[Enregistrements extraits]
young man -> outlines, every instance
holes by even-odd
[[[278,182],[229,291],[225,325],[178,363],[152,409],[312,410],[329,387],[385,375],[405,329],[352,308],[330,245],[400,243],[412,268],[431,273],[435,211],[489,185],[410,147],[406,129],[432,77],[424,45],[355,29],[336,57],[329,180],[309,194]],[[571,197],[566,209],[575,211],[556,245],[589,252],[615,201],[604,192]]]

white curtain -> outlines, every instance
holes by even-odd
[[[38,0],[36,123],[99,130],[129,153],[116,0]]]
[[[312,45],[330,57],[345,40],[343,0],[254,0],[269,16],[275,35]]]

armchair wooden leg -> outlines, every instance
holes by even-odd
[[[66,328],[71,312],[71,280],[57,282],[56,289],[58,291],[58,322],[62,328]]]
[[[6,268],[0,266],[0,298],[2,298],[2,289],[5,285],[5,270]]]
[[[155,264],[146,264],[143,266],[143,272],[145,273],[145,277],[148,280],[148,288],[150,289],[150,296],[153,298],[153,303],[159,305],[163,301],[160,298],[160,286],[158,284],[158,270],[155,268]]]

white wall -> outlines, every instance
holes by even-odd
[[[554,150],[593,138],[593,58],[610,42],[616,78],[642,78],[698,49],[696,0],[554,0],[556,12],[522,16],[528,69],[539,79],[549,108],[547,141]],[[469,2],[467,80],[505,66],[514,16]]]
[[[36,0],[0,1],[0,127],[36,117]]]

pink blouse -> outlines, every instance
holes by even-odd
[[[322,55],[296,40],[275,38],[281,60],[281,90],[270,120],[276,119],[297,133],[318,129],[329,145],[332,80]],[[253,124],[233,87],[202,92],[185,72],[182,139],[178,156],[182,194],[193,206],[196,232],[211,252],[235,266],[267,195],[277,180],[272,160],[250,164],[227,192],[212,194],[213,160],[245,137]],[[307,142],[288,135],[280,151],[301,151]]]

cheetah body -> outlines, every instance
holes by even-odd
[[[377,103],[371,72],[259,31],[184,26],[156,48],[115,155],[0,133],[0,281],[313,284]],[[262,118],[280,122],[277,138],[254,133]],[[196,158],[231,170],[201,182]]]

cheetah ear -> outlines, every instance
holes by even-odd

• [CONSIGNE]: Peux-tu présenter toutes les lignes des items ci-dessus sous forme de liste numérotée, en omettant les lignes vides ?

• [RÉPONSE ATTENDUE]:
1. young man -> outlines, every instance
2. holes by even-odd
3. [[[278,182],[229,291],[225,325],[178,363],[152,409],[312,410],[329,387],[385,375],[405,329],[352,308],[330,245],[400,243],[412,268],[431,273],[435,211],[489,185],[410,147],[406,129],[432,77],[424,45],[355,29],[336,57],[329,180],[309,194]],[[571,197],[566,209],[575,211],[556,245],[589,252],[615,201],[604,192]]]
4. white curtain -> outlines, every instance
5. holes by even-odd
6. [[[38,0],[36,123],[99,130],[129,153],[116,0]]]
7. [[[312,45],[330,57],[345,40],[343,0],[254,0],[269,16],[275,35]]]
8. armchair wooden leg -> outlines, every instance
9. holes by even-odd
10. [[[66,328],[71,312],[71,280],[57,282],[56,289],[58,291],[58,322],[62,328]]]
11. [[[6,268],[0,266],[0,298],[2,298],[2,289],[5,285],[5,270]]]
12. [[[155,264],[146,264],[143,266],[143,272],[145,273],[145,277],[148,280],[148,288],[150,289],[150,296],[153,298],[153,303],[159,305],[163,301],[160,298],[160,286],[158,284],[158,270],[155,268]]]
13. white wall -> outlines, every instance
14. holes by even-odd
15. [[[554,150],[593,138],[593,58],[610,42],[616,78],[642,78],[698,49],[696,0],[554,0],[556,12],[522,16],[528,69],[539,79],[549,108],[547,141]],[[469,2],[467,80],[505,66],[514,16]]]
16. [[[36,0],[0,1],[0,127],[36,117]]]
17. pink blouse -> outlines, every instance
18. holes by even-odd
19. [[[322,55],[296,40],[275,38],[281,60],[281,90],[270,120],[276,119],[297,133],[318,129],[329,145],[332,80]],[[253,124],[233,87],[202,92],[185,72],[182,139],[178,156],[182,194],[193,206],[196,232],[211,252],[235,266],[267,195],[277,180],[272,160],[250,164],[227,192],[212,194],[213,160],[245,137]],[[307,142],[288,135],[280,151],[301,151]]]
20. cheetah body -> outlines, every instance
21. holes by even-odd
22. [[[377,103],[371,72],[259,31],[184,26],[156,48],[115,155],[0,133],[0,281],[313,284]],[[262,118],[280,122],[277,138],[254,133]],[[196,158],[231,170],[201,182]]]
23. cheetah ear -> outlines, every instance
24. holes by even-odd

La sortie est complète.